** Goal **
Copy out the complete listing, word for word.

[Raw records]
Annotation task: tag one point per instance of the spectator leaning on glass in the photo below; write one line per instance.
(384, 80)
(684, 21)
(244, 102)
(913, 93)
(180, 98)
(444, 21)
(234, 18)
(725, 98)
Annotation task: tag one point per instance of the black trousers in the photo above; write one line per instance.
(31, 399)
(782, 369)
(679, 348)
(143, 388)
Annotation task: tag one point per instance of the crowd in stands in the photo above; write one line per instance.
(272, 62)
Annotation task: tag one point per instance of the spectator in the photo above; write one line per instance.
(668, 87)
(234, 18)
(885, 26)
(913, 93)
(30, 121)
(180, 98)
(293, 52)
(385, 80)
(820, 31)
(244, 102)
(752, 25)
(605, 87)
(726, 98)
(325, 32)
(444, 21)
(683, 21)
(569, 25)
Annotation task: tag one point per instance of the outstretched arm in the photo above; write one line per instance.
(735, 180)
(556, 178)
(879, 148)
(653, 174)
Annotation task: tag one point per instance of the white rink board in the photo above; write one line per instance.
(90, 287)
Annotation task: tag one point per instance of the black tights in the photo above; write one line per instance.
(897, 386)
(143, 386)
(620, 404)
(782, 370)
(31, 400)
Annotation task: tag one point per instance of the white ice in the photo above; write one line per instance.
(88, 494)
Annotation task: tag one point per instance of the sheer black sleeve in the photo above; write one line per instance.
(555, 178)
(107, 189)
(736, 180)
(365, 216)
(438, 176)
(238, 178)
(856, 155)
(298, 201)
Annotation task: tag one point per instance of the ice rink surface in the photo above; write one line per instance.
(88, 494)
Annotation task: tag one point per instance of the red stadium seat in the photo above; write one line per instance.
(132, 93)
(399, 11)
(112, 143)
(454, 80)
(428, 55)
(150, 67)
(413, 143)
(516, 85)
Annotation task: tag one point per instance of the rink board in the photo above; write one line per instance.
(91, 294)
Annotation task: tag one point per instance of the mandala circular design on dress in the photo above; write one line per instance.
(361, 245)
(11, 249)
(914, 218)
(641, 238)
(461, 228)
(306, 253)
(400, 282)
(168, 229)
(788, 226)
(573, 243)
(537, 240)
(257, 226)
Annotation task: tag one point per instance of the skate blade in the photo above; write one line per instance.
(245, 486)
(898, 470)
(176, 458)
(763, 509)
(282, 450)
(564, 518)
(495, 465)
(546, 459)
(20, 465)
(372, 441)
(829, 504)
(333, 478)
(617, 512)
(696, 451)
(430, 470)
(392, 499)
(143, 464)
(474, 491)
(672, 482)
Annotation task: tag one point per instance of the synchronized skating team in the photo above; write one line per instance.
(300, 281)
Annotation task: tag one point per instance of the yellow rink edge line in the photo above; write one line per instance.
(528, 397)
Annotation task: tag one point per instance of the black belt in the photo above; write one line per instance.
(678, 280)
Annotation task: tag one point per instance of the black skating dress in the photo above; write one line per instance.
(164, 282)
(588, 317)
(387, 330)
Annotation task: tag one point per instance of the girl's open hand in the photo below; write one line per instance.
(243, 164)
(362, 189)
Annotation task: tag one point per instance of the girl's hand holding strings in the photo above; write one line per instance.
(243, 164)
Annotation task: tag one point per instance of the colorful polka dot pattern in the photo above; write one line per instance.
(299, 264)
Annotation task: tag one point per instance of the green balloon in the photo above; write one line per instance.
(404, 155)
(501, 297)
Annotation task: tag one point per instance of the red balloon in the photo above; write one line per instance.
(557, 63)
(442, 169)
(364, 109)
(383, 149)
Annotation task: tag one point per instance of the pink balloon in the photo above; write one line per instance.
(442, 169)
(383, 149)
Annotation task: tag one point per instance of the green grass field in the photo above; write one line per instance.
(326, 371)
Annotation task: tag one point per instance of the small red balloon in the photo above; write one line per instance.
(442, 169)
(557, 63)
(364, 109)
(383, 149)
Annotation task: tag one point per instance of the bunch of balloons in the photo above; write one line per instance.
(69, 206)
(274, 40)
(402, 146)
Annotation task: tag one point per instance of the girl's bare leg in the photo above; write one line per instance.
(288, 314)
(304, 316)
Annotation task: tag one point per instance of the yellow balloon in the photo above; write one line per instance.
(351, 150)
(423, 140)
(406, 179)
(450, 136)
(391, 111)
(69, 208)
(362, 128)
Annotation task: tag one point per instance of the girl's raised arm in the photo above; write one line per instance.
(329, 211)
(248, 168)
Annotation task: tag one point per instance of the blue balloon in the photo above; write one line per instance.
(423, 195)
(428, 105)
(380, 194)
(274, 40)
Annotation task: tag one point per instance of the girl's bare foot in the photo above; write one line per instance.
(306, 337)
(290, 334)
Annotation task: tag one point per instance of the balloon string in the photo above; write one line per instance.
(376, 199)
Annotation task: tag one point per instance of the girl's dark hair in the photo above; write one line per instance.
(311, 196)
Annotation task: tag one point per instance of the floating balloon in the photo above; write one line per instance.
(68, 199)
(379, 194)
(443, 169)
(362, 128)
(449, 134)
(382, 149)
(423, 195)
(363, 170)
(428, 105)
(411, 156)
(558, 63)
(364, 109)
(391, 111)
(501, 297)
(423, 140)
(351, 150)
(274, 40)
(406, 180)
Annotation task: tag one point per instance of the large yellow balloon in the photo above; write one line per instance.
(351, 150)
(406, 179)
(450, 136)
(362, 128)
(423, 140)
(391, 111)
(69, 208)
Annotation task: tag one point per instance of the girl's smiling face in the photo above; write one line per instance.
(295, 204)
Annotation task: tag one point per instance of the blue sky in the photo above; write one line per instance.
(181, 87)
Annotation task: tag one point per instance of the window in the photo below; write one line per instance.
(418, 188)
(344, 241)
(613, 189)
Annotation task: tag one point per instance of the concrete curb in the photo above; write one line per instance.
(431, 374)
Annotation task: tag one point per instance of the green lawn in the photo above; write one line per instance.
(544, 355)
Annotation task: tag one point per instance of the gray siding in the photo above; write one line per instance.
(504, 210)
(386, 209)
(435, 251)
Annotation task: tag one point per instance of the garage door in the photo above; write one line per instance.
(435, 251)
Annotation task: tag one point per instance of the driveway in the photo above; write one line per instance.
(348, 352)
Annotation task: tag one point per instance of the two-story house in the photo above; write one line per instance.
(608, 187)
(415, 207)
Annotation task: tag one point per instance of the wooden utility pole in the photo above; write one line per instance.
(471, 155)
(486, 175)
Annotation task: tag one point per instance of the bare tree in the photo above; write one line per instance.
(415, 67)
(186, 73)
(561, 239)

** Response below **
Annotation task: tag one point per instance of the spectator leaning on glass in the photo below; write one line per instance.
(384, 80)
(684, 21)
(244, 102)
(913, 93)
(180, 98)
(444, 21)
(234, 18)
(725, 98)
Annotation task: tag one point per instance of the black trousers in the photo above; write one line per instance.
(31, 399)
(782, 369)
(679, 348)
(143, 388)
Annotation task: tag one point per instance of the crowd in stands in the photo above; write one line per instance.
(272, 62)
Annotation task: tag one point per instance of the spectator in the photo above; write one line per instance.
(668, 87)
(234, 18)
(885, 26)
(913, 93)
(30, 121)
(180, 98)
(293, 52)
(385, 80)
(820, 31)
(244, 102)
(752, 25)
(605, 87)
(726, 98)
(325, 32)
(444, 21)
(683, 21)
(569, 25)
Annotation task: tag one point per instance of the outstretched arm in the photo above; write one line per instance.
(735, 180)
(556, 178)
(879, 148)
(653, 174)
Annotation task: tag one point per instance of the white rink board in the photo above; write one line per instance.
(90, 287)
Annotation task: tag one point per instance of the black tights in the photo above; write one line per instance.
(897, 386)
(143, 386)
(620, 404)
(782, 370)
(31, 400)
Annotation task: tag one point per instance of the white ice in the photo above; write one line per instance.
(88, 494)
Annotation task: tag one point per instance of the sheer black sleeve in the photo above; write one line per instance.
(555, 178)
(107, 189)
(736, 180)
(365, 216)
(438, 176)
(238, 178)
(856, 155)
(298, 201)
Annotation task: tag one point per instance of the ice rink surface in the photo above; write one line per instance.
(88, 494)
Annotation task: tag one point per instance of the red stadium seat in the photo above; write one line per instance.
(132, 93)
(399, 11)
(112, 143)
(454, 80)
(428, 55)
(150, 67)
(413, 143)
(516, 85)
Annotation task: tag one point per instance of the rink board in the photo above; write one line per instance.
(91, 294)
Annotation task: tag one point per instance of the mandala circular design on dress in the photo above; write one line per instance.
(361, 245)
(11, 249)
(914, 218)
(641, 238)
(461, 228)
(306, 253)
(400, 282)
(168, 229)
(788, 226)
(573, 243)
(537, 240)
(257, 226)
Annotation task: tag one point per instance of the skate blade in the photo above; write one line per instance.
(245, 486)
(898, 470)
(176, 458)
(763, 509)
(282, 450)
(564, 518)
(495, 465)
(546, 459)
(20, 465)
(372, 441)
(829, 504)
(333, 478)
(617, 512)
(696, 451)
(430, 470)
(392, 499)
(143, 464)
(474, 491)
(672, 482)
Annotation task: tag one point per instance of the synchronized skating team in the photo above; write one line per instance.
(300, 281)
Annotation task: tag one point per instance of the yellow rink edge line in the photo above; write one line per instance.
(528, 397)
Annotation task: tag one point per instance of the black belt in the photo above; write one line per instance.
(678, 280)
Annotation task: tag one point per instance of the black skating dress in the photo above; write one line per instance.
(164, 282)
(588, 317)
(387, 330)
Annotation task: tag one point per instance of the girl's open hand in the photo below; write one line per instance.
(243, 164)
(362, 189)
Annotation task: tag one point per instance of the girl's hand holding strings in the photo above; write one line per instance.
(243, 164)
Annotation task: tag one point per instance of the colorful polka dot pattern in the photo above; write one line per instance.
(299, 264)
Annotation task: tag one point per instance of the green balloon in the photo above; write one line per instance.
(404, 155)
(501, 297)
Annotation task: tag one point per instance of the red balloon in the photo above; write one line per instance.
(557, 63)
(442, 169)
(364, 109)
(383, 149)
Annotation task: tag one point per instance of the pink balloon in the photo above; write one line per instance.
(442, 169)
(383, 149)
Annotation task: tag one point per instance of the green grass field in the photo above; write one line per instance.
(326, 371)
Annotation task: tag one point per instance of the small red balloon in the photo above; write one line per instance.
(442, 169)
(557, 63)
(364, 109)
(383, 149)
Annotation task: tag one point per instance of the bunch of balloons in the photo above; write one line per instance.
(69, 206)
(274, 40)
(402, 146)
Annotation task: tag one point per instance of the girl's bare leg in the photo above; write one line per instance.
(288, 314)
(304, 316)
Annotation task: tag one point per instance of the yellow balloon in the photo above; write one line per instance.
(351, 150)
(423, 140)
(406, 179)
(450, 136)
(391, 111)
(69, 208)
(362, 128)
Annotation task: tag one point per instance of the girl's raised arm in the photo above; write one line per instance.
(329, 211)
(248, 168)
Annotation task: tag one point per instance of the blue balloon in the photo above; write one line per instance.
(423, 195)
(428, 105)
(380, 194)
(274, 40)
Annotation task: tag one point per instance of the girl's bare foot in the photo above; write one line per instance.
(306, 337)
(290, 334)
Annotation task: tag one point per instance of the balloon string in the photo above; write one line per instance.
(376, 199)
Annotation task: tag one point per instance of the girl's dark hair in the photo above; write one line per instance.
(311, 196)
Annotation task: tag one point per instance of the floating balloon in the photo above; write one line per instance.
(68, 199)
(379, 194)
(443, 169)
(362, 128)
(449, 134)
(382, 149)
(423, 195)
(363, 170)
(428, 105)
(411, 156)
(558, 63)
(364, 109)
(391, 111)
(501, 297)
(423, 140)
(351, 150)
(274, 40)
(406, 180)
Annotation task: tag one point per instance of the large yellow balloon in the photo above; write one line per instance.
(351, 150)
(406, 179)
(450, 136)
(362, 128)
(423, 140)
(391, 111)
(69, 208)
Annotation task: tag one point per instance of the girl's smiling face in the photo above; write one line per instance.
(295, 204)
Annotation task: tag one point per instance of the blue sky in the photo above; write one line per instance.
(181, 87)
Annotation task: tag one point per instance of the window in the photo below; write one line per instance.
(418, 188)
(344, 241)
(613, 189)
Annotation task: tag one point per instance of the concrete curb in the photo above; write one line per instance.
(431, 374)
Annotation task: tag one point per instance of the green lawn in the photo above; write one line per instance.
(544, 355)
Annotation task: tag one point per instance of the gray siding in the photo above; write one line per instance.
(504, 210)
(386, 209)
(435, 251)
Annotation task: tag one point per instance of the garage door in the photo above; write one line per instance.
(435, 251)
Annotation task: tag one point per instance of the driveway in the photo above; write one line per instance.
(348, 352)
Annotation task: tag one point per instance of the two-story house in the photo above; write one line per instance.
(608, 187)
(415, 207)
Annotation task: tag one point per instance of the wooden utility pole in the photo above; write one line per instance.
(471, 155)
(486, 175)
Annotation task: tag one point per instance of the bare tree in the photo above; write one line per instance.
(415, 67)
(186, 73)
(561, 239)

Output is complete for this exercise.